- [TASK INPUT]

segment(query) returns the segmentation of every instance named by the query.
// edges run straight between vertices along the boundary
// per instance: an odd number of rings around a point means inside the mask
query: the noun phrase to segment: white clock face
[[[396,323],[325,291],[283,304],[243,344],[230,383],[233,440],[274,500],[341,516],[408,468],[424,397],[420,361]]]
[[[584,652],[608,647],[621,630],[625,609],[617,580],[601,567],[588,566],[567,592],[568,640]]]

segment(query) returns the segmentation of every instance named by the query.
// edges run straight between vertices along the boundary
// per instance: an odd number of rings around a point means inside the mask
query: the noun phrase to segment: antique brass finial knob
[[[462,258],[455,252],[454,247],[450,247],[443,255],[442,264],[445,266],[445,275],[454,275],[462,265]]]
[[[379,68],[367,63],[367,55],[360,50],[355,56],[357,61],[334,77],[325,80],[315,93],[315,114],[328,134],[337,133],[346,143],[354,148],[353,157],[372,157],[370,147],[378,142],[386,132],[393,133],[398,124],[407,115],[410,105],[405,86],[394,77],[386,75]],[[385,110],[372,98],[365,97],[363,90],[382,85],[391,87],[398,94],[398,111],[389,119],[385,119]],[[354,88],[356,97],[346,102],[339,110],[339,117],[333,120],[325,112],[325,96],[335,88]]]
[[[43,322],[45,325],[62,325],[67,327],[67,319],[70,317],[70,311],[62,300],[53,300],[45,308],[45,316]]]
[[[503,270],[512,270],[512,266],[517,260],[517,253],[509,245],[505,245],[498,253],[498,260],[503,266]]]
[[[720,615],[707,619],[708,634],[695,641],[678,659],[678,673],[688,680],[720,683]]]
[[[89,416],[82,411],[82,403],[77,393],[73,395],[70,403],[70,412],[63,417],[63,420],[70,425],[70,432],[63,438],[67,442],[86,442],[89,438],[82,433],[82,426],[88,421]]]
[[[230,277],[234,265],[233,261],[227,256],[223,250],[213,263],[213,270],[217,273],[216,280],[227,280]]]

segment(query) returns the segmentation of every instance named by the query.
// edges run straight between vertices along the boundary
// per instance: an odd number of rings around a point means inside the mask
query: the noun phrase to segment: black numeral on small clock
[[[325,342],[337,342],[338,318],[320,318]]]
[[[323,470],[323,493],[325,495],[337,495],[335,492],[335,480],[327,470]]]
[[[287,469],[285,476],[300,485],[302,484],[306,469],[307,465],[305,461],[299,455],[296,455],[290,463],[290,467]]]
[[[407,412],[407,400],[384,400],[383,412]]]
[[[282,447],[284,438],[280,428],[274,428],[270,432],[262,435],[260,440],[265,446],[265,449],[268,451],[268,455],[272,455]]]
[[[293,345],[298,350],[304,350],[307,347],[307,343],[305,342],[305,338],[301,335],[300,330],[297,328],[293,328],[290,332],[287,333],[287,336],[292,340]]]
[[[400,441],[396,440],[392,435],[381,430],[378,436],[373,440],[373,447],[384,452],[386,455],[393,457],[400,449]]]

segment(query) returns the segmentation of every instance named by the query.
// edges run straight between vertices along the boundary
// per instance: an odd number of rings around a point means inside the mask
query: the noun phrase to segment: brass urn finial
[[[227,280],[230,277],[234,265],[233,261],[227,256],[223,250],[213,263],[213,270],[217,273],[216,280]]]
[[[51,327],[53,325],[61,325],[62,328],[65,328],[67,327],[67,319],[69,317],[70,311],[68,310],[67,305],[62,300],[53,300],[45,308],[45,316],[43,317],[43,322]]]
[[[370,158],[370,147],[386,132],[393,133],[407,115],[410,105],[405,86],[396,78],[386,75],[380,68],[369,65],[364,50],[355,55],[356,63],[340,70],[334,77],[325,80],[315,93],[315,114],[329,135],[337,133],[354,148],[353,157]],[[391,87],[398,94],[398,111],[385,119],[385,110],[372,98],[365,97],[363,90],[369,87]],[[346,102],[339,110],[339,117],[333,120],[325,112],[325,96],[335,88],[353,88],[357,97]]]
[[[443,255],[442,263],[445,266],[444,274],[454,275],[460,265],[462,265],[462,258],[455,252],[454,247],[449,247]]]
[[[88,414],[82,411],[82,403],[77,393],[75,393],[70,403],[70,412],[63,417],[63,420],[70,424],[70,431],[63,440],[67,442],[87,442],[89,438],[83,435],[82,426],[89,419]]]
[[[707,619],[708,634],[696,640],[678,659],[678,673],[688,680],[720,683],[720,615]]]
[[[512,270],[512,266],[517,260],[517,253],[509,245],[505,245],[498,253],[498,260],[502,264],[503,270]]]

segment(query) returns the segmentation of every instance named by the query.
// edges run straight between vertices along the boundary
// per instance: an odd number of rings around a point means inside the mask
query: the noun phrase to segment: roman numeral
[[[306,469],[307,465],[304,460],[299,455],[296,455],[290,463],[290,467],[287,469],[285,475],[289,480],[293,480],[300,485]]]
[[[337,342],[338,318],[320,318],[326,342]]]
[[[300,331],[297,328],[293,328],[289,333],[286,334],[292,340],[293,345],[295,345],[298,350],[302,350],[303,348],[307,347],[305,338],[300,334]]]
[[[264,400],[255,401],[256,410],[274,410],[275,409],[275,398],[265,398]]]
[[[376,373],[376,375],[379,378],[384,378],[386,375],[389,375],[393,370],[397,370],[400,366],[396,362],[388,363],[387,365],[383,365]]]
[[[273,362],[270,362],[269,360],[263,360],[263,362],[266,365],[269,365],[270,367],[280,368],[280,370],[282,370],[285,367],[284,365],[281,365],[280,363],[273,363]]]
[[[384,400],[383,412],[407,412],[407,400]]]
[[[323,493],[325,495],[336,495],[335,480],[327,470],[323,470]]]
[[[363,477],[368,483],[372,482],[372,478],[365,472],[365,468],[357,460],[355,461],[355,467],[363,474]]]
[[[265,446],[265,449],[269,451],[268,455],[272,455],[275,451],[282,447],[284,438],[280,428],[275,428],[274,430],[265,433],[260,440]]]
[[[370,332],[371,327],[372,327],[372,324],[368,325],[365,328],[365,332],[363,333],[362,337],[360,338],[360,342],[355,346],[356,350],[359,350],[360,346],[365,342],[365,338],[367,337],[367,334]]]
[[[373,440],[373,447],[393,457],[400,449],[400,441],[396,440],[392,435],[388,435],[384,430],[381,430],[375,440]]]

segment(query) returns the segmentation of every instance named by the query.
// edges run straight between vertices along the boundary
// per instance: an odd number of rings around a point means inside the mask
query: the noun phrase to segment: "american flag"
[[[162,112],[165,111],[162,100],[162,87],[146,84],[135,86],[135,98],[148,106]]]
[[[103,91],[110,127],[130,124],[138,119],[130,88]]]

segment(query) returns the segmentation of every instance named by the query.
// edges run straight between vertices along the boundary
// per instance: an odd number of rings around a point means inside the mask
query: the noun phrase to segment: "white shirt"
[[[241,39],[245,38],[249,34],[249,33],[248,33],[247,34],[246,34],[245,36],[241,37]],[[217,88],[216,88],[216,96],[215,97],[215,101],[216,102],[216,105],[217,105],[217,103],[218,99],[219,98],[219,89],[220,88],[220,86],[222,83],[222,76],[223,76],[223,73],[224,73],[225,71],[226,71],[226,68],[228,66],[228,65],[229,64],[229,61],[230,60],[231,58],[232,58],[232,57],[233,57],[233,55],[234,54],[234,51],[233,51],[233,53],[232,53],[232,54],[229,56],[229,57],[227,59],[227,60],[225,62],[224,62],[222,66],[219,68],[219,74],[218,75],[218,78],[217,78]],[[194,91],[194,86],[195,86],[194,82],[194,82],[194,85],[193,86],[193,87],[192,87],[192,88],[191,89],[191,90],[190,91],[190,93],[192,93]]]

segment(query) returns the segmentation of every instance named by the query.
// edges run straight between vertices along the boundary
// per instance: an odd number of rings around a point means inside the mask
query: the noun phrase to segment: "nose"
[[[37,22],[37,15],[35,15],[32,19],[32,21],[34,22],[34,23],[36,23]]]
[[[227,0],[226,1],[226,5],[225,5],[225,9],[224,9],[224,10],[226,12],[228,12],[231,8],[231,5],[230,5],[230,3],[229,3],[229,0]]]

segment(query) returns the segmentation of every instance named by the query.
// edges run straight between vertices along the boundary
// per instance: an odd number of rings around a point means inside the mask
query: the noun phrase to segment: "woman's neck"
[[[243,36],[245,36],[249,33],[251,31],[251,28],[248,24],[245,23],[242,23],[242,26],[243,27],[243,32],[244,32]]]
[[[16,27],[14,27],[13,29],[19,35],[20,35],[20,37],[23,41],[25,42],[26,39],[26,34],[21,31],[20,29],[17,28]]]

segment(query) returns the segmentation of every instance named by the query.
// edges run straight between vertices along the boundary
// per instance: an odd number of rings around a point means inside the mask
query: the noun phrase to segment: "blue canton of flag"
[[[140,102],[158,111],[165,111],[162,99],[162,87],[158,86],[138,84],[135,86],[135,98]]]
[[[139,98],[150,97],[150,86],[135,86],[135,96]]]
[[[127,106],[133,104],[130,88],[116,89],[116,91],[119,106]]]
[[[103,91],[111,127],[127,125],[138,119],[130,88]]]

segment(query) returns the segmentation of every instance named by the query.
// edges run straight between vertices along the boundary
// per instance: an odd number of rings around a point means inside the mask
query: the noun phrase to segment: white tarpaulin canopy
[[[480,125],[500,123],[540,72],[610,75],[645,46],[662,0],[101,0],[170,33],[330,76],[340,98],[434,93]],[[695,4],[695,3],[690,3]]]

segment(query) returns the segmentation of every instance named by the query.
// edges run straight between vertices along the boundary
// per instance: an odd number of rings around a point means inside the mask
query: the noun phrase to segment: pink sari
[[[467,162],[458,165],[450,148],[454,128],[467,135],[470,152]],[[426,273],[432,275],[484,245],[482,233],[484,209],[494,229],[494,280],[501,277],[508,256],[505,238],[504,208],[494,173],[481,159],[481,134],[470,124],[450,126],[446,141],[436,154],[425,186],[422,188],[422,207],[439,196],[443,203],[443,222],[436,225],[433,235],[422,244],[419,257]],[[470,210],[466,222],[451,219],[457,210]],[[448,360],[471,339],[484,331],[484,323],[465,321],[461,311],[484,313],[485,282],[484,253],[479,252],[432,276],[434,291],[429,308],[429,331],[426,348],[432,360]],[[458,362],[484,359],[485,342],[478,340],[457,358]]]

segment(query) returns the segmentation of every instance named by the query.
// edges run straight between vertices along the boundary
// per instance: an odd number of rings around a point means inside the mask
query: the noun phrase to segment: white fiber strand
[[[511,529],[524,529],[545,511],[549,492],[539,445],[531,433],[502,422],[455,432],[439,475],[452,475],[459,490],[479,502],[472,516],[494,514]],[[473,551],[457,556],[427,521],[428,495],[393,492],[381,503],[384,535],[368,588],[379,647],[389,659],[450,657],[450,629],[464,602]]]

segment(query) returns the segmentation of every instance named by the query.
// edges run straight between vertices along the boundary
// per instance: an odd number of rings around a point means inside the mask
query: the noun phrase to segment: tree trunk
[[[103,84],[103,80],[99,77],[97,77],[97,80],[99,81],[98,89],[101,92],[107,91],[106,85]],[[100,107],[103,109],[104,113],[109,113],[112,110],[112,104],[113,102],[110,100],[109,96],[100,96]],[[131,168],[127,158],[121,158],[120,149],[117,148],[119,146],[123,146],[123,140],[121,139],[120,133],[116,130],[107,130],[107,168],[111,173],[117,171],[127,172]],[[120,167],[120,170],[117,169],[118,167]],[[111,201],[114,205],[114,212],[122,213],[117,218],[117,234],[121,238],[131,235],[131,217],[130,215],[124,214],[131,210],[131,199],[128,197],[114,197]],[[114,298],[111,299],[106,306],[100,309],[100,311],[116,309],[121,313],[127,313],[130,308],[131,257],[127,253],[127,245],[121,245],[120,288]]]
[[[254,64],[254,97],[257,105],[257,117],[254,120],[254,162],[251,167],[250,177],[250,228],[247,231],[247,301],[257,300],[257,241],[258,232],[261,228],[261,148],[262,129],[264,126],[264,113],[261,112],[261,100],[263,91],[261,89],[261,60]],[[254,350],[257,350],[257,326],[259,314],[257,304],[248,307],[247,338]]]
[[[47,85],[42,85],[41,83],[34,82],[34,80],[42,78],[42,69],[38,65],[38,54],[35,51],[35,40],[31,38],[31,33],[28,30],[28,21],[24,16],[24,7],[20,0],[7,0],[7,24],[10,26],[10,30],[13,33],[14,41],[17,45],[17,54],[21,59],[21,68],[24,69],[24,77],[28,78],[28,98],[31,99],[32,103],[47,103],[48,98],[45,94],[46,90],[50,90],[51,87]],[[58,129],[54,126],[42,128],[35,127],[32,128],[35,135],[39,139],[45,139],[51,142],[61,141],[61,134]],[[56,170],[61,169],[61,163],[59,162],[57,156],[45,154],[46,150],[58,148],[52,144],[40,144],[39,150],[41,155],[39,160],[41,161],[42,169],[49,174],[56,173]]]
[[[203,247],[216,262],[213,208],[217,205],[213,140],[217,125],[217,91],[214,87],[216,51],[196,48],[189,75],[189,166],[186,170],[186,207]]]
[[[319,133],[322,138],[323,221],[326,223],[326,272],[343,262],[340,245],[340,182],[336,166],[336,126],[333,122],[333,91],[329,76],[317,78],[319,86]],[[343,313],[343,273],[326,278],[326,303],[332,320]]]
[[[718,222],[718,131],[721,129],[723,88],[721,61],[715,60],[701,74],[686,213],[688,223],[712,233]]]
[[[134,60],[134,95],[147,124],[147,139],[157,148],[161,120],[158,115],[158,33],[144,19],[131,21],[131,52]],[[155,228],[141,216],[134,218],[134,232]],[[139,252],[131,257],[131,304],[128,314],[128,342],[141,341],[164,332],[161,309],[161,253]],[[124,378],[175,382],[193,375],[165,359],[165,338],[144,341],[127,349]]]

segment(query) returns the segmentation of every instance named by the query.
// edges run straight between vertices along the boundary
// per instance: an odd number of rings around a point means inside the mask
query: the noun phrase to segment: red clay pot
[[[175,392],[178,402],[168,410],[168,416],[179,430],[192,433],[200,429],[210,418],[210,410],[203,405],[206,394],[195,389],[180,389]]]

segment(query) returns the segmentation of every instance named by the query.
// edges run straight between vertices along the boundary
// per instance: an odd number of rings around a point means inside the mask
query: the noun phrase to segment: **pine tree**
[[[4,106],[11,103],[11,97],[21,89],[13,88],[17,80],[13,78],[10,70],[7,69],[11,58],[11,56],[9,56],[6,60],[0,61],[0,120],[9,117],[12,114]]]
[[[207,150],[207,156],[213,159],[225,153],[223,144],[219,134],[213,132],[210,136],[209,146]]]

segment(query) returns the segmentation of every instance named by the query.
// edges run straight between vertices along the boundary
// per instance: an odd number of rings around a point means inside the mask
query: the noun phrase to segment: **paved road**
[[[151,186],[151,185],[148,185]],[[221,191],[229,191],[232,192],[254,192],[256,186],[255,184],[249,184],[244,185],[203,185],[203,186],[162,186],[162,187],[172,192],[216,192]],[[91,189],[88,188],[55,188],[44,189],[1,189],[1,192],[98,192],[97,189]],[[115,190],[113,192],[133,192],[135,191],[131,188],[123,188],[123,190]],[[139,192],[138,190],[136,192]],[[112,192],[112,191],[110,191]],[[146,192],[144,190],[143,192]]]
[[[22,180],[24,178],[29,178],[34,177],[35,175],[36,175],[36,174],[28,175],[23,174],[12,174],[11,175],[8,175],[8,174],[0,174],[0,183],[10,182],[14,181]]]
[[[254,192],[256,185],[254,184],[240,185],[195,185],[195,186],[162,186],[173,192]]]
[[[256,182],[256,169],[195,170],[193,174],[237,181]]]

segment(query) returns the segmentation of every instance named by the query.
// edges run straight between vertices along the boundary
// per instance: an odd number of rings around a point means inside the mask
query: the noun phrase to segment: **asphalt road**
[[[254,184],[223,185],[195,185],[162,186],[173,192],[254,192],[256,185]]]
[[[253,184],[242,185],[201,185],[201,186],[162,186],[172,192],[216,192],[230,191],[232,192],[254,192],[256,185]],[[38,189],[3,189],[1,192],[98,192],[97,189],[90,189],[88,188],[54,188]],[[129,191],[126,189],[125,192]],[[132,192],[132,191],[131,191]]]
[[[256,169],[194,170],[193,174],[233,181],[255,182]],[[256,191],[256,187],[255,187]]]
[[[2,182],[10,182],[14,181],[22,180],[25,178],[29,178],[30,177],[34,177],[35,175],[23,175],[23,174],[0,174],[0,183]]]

- [YOUR INSTRUCTIONS] How many lines of the records contain the word "numeral"? Reply with the number only.

- [FULL RESPONSE] 2